> **THE PROBLEM**
Among the entries below, find the lines that hold the word "grass" and report them.

(Dataset entries)
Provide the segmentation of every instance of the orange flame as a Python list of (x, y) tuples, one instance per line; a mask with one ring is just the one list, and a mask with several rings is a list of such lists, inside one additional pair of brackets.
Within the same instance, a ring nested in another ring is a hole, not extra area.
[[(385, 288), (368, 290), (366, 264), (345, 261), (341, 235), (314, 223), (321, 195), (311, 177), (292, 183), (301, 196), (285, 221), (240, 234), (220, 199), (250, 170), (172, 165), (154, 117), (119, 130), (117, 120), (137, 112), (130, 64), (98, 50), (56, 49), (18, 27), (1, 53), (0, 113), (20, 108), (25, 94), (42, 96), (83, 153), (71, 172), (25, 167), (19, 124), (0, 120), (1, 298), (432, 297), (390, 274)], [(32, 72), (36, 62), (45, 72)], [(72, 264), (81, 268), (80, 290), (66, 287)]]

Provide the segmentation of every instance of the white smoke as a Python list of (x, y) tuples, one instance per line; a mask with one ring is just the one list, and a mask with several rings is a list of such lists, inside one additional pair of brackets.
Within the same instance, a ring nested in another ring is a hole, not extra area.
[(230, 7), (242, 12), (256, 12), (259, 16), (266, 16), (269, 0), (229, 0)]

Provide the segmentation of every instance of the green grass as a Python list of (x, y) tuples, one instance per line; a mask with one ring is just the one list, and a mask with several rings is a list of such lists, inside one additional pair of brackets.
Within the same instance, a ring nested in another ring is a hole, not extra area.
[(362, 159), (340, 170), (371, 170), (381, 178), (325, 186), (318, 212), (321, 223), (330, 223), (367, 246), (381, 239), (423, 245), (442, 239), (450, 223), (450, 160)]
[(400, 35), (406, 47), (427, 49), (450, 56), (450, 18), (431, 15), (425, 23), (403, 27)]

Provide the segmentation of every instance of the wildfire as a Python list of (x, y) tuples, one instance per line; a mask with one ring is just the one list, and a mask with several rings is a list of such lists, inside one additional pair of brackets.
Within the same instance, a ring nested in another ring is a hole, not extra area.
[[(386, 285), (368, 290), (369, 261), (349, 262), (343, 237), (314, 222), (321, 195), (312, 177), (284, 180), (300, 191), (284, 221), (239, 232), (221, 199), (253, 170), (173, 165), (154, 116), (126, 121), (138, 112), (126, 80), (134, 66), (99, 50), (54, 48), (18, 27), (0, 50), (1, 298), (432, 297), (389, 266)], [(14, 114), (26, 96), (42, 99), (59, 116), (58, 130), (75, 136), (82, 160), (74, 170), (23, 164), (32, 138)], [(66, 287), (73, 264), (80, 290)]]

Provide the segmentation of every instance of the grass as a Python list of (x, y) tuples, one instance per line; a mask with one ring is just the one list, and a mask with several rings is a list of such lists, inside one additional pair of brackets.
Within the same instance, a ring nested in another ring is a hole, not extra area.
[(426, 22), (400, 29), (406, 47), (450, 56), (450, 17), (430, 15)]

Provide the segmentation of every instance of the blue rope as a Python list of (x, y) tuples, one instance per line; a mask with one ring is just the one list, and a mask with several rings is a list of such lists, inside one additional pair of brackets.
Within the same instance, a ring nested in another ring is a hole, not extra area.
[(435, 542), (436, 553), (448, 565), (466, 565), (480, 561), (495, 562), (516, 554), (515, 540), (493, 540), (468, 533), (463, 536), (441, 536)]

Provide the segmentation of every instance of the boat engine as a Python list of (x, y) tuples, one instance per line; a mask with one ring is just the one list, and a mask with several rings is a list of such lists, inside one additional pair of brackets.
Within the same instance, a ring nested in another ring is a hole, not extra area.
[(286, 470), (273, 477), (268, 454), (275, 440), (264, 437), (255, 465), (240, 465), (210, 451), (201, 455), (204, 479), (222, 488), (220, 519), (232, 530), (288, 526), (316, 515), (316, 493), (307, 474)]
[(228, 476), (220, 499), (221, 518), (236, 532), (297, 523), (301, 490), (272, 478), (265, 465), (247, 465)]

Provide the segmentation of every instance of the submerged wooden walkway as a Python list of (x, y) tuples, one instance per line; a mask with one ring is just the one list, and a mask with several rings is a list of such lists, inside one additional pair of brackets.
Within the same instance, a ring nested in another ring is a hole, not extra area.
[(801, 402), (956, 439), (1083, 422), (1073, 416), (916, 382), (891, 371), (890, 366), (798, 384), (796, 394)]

> **RESULT OF THE EXERCISE**
Provide the segmentation of every instance of the green grass as a Python list of (x, y) tuples, one instance per line; a mask with one ring is just the one list, and a mask with several rings is a list of such lists, inside one additional pair of brackets.
Provide the segmentation of every instance of the grass as a Python list of (x, y) tuples, one instance per line; a mask with one ring is just the one list, and a mask with several rings is a list of such lists, inside one additional pair of brackets.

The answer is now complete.